■ **Passage given**:
⟨

We start this lab session with a few small recursive algorithms. Each of them can be written either using iteration of recursion, but we focus here on recursive solutions.

Exercise

Write a program that raises a given value \(v\) to a given positive exponent \(e\). Formally, the task is to write a function \(\mathit{power}(v, e) = v^e\).

1. Identify the base and the recursive cases.

2. Look at the file WarmUp.java, and complete the method named power, using recursion.

3. You can use the PowerTest.java to test your solution.

Solution to Exercise

We can define the power function as the following recurrence:

\[\begin{split}\mathit{power}(v, e) = \begin{cases} 1 & \textrm{if } e = 0 \\ v * \mathit{power}(v, e-1) & \textrm{otherwise} \end{cases}\end{split}\]

We can convert this recurrence as a Java program, as is:

public static int power(int value, int exponent) {
  if (exponent < 0)
     throw new IllegalArgumentException("Negative exponent!");
  if (exponent == 0) return 1;
  return value * power(value, exponent-1);
}

Exercise

Write a program that sums up all the values contained in the given array. Use recursion.

1. Identify the base and the recursive cases.

2. Look at the file WarmUp.java, and complete the method named sum, using recursion.

3. You can use the ArraySumTest.java to test your solution.

⟩

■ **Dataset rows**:
⟨

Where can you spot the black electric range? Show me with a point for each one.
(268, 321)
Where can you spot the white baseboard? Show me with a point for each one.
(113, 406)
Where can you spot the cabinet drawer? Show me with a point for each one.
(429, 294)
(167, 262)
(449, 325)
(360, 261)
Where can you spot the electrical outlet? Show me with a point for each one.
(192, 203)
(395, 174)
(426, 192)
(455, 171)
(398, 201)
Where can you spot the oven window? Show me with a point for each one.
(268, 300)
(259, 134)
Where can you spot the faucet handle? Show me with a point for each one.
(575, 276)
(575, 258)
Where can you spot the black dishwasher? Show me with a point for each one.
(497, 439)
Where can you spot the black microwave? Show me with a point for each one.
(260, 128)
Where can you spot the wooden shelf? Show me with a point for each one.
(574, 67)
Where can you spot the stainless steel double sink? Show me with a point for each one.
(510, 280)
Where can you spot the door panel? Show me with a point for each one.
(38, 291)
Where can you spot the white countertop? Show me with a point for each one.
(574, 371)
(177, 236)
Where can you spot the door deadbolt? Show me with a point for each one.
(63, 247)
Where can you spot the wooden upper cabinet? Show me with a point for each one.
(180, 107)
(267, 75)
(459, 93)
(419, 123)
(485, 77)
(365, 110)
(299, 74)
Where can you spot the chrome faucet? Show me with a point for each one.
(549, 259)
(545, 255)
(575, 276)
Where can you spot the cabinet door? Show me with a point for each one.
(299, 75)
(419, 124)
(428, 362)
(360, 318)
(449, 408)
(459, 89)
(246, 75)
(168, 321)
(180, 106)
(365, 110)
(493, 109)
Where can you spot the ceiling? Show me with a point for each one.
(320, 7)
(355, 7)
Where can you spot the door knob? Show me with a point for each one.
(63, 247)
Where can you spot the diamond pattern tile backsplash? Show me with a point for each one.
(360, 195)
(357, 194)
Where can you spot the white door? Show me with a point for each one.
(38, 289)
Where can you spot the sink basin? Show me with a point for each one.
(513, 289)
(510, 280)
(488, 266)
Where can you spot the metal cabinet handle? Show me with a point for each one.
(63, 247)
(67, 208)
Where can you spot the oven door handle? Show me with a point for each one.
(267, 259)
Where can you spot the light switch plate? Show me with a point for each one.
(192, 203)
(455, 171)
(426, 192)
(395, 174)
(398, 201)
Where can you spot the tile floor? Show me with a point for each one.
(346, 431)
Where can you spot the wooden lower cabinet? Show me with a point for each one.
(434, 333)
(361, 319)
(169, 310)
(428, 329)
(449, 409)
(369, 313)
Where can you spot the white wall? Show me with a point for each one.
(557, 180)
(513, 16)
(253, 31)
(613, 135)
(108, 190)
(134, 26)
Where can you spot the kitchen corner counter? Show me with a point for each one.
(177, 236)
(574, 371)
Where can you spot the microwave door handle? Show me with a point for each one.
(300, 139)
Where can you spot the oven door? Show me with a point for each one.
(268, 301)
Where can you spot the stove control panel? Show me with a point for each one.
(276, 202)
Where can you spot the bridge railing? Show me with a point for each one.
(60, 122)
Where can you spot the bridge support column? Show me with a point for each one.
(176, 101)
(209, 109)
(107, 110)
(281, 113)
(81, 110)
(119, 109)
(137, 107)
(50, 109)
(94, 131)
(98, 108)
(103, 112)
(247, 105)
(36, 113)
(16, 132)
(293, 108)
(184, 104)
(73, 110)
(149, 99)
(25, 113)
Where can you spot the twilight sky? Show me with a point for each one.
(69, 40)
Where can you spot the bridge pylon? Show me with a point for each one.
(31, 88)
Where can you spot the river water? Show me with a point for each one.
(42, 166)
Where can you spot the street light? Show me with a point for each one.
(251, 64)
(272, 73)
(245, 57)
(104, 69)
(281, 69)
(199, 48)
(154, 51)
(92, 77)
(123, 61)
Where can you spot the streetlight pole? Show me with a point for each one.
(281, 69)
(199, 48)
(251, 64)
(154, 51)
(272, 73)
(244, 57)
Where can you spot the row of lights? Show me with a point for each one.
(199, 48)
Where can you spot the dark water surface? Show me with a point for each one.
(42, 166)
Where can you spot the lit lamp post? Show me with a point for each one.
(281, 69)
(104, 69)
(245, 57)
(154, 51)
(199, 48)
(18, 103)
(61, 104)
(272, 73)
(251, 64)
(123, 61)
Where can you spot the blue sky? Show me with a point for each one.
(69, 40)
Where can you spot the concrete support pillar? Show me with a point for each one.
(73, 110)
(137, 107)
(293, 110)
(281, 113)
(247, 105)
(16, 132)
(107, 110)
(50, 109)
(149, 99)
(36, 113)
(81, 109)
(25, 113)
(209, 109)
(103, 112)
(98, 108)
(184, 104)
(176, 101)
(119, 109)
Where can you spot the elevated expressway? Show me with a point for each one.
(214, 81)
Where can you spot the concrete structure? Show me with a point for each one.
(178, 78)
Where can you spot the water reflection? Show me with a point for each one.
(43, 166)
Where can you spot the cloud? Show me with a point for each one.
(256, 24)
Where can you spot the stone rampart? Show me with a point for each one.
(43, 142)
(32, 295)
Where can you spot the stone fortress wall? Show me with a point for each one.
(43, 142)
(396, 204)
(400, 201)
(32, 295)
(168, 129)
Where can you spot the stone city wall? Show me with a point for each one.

⟩

■ **Goal 1**:
In the recursion lab exercises, which file is suggested for testing the array sum solution?
■ **Goal 2**:
Reproduce the listing from the line containing "Where can you spot the stone rampart?" up to and including the final line of the listing.

■ **Written response 1**:
ArraySumTest.java

■ **Written response 2**:
Where can you spot the stone rampart? Show me with a point for each one.
(43, 142)
(32, 295)
Where can you spot the stone fortress wall? Show me with a point for each one.
(43, 142)
(396, 204)
(400, 201)
(32, 295)
(168, 129)
Where can you spot the stone city wall? Show me with a point for each one.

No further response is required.